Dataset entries
========================

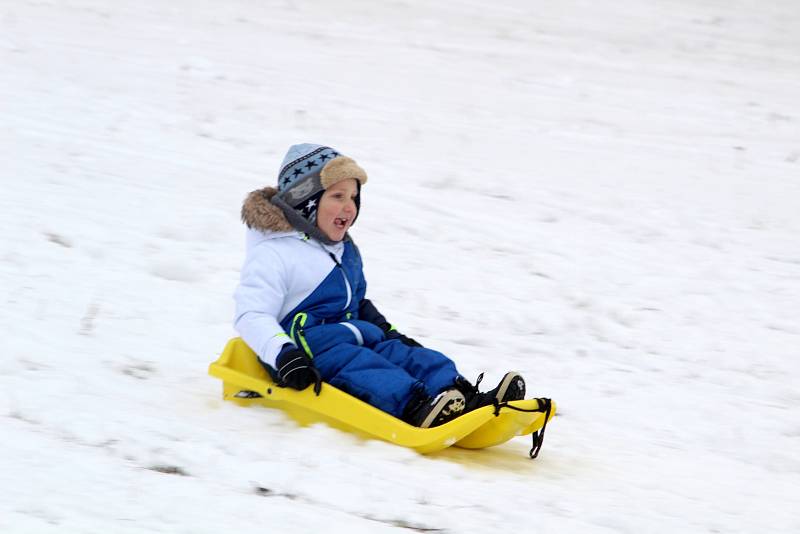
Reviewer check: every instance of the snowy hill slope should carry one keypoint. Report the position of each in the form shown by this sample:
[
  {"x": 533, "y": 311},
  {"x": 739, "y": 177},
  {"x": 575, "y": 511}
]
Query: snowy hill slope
[{"x": 600, "y": 195}]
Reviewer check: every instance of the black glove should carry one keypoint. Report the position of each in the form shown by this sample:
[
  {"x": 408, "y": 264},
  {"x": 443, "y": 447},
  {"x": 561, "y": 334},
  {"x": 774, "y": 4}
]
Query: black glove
[
  {"x": 296, "y": 370},
  {"x": 368, "y": 312}
]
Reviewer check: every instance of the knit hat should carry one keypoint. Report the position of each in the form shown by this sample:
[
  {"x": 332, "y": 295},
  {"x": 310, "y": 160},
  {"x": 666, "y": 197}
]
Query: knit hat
[{"x": 306, "y": 172}]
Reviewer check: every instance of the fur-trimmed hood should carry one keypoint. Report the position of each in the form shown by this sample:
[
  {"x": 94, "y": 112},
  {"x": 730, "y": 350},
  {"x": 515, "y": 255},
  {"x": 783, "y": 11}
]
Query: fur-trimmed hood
[{"x": 260, "y": 213}]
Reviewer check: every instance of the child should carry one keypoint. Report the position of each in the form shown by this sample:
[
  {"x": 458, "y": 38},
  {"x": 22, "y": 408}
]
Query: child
[{"x": 301, "y": 302}]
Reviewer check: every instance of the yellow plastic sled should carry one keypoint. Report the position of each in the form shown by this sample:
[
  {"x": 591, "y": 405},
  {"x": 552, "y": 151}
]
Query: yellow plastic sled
[{"x": 245, "y": 382}]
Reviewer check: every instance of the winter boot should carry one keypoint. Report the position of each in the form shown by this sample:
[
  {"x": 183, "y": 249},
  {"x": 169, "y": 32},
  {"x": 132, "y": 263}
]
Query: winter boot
[
  {"x": 426, "y": 412},
  {"x": 511, "y": 387}
]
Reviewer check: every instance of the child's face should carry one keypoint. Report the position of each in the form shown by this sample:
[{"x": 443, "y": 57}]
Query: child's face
[{"x": 337, "y": 209}]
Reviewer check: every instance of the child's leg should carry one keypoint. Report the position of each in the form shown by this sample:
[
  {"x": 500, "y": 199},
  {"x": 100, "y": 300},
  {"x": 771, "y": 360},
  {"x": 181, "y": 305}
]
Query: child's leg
[
  {"x": 368, "y": 376},
  {"x": 434, "y": 369}
]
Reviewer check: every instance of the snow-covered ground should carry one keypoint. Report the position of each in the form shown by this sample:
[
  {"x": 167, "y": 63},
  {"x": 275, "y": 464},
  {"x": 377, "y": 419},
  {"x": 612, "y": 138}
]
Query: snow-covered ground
[{"x": 602, "y": 195}]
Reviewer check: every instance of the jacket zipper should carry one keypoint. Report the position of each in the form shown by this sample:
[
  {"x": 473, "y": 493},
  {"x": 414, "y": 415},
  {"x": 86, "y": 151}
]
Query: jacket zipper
[{"x": 346, "y": 281}]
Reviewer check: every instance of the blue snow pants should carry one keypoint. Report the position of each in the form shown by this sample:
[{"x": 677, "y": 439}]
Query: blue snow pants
[{"x": 356, "y": 358}]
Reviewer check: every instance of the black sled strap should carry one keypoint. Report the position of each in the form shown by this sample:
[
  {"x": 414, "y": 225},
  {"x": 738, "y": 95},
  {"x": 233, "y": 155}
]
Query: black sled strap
[{"x": 544, "y": 405}]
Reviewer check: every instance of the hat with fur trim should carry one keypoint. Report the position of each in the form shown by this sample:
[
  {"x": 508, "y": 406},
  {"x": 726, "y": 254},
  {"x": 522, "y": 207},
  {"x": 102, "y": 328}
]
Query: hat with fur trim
[{"x": 306, "y": 172}]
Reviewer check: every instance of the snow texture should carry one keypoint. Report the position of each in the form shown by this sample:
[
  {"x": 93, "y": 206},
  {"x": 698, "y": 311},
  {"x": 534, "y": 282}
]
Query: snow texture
[{"x": 601, "y": 195}]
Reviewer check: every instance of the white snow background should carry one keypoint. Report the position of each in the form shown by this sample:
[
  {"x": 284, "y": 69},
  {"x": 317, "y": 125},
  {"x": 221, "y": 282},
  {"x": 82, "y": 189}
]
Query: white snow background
[{"x": 601, "y": 195}]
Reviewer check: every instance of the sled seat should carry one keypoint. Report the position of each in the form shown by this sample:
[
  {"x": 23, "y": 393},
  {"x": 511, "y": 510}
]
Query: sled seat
[{"x": 245, "y": 382}]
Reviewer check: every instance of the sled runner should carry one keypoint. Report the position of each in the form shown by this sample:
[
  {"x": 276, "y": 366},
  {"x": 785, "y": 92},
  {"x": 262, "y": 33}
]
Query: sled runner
[{"x": 245, "y": 382}]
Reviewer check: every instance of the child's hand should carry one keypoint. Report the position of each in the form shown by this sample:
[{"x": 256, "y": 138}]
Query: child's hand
[{"x": 296, "y": 370}]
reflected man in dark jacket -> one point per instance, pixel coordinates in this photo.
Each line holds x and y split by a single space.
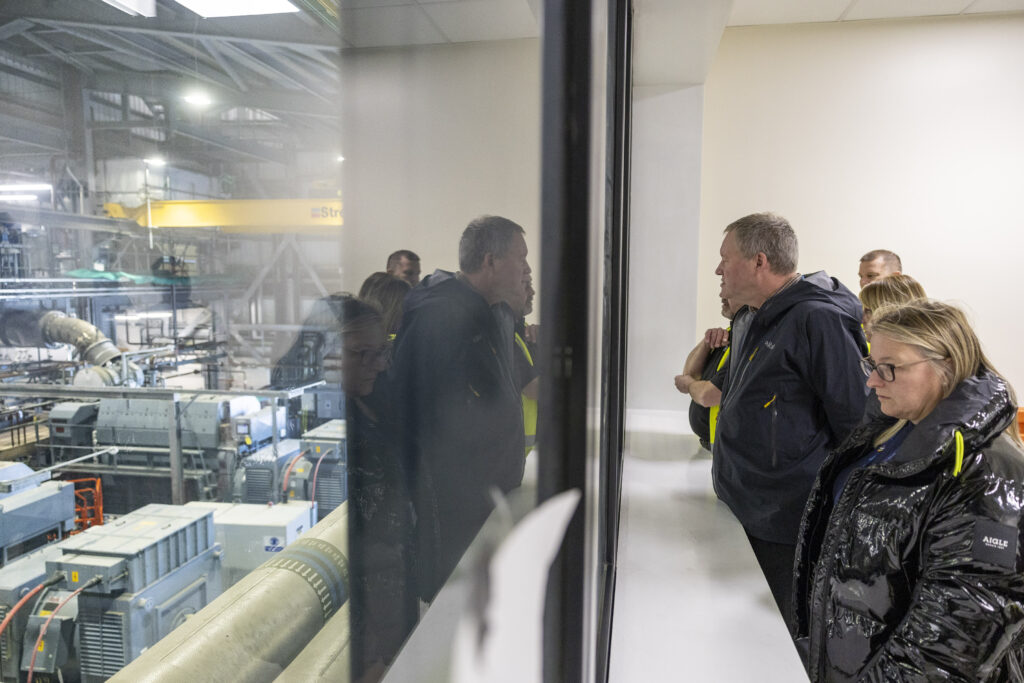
453 385
794 388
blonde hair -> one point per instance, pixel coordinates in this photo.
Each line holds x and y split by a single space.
890 290
942 335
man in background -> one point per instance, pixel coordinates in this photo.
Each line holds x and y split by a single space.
877 264
404 264
455 392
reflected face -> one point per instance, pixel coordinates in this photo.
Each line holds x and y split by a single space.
737 273
407 269
916 385
871 270
365 354
511 274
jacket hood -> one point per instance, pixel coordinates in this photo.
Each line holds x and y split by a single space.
814 287
445 283
980 408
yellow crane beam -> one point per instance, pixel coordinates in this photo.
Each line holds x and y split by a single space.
260 216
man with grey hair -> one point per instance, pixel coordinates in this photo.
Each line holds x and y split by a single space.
454 389
877 264
794 389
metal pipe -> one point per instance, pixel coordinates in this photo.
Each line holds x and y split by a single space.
328 656
257 628
48 328
175 460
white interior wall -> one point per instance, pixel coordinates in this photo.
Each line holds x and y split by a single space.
903 135
665 206
433 137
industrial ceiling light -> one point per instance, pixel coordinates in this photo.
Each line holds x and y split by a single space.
198 99
210 8
27 187
135 7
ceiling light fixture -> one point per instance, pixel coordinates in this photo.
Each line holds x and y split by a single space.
198 98
212 8
135 7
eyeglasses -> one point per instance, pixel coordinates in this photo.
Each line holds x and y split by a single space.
886 371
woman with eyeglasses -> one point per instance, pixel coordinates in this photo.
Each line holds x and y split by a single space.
908 566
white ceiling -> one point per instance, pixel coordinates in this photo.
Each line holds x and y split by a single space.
751 12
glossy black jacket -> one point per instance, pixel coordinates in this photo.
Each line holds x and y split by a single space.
914 572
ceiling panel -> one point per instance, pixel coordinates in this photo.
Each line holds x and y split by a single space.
752 12
884 9
385 27
995 6
483 19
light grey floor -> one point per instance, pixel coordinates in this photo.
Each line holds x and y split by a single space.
690 602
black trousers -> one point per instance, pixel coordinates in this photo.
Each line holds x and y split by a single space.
776 561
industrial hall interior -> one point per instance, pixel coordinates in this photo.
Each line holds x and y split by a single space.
353 340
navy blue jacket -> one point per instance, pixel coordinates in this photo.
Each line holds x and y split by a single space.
794 391
460 418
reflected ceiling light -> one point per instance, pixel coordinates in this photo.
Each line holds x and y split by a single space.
198 98
27 187
135 7
209 8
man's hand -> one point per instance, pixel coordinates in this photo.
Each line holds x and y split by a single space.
717 337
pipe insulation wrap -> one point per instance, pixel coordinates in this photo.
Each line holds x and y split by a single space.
49 328
255 629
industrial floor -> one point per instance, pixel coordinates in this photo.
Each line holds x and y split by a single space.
690 602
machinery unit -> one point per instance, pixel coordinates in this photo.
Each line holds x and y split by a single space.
324 402
144 422
151 570
157 566
325 479
71 428
250 535
259 478
32 508
16 579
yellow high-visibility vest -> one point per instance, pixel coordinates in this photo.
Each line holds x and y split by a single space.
528 404
713 411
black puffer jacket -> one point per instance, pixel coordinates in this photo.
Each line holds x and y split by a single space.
915 572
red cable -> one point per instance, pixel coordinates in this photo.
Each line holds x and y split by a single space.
42 631
312 493
288 472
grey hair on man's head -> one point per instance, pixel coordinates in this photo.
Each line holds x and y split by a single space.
486 235
770 235
891 259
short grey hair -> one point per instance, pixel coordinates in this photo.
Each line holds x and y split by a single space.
770 235
486 235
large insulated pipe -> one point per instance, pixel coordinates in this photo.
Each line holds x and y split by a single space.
328 656
254 630
45 328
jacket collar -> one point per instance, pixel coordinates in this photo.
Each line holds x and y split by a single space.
980 408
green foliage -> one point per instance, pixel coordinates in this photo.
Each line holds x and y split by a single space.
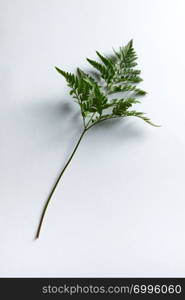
116 74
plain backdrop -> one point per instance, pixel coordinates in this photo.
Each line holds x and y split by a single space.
120 207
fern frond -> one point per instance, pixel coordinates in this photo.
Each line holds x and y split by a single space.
140 115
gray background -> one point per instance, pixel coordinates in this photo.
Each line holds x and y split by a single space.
119 210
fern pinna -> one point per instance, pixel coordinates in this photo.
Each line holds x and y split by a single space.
109 92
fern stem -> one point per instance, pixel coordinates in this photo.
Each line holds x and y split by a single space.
55 185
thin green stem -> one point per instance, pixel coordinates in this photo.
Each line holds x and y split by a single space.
55 185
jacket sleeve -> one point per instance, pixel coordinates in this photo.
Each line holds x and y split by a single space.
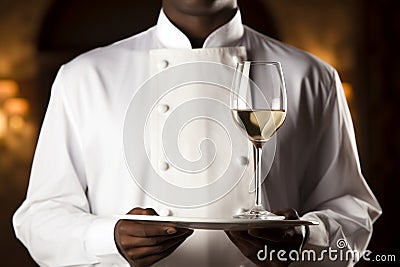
54 222
338 196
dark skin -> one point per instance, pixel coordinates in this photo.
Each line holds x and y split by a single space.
144 245
198 18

========================

*THE TASK*. What do the lines above say from the one containing "yellow high-visibility vest" down to the one containing "black puffer jacket"? Return them exactly, both end lines included, and only them.

*REPLY TO THE TASK*.
yellow high-visibility vest -> one point per instance, pixel coordinates in this photo.
Each line holds x and y split by a single space.
528 404
713 411
black puffer jacket -> one point per instance, pixel coordinates in this photo.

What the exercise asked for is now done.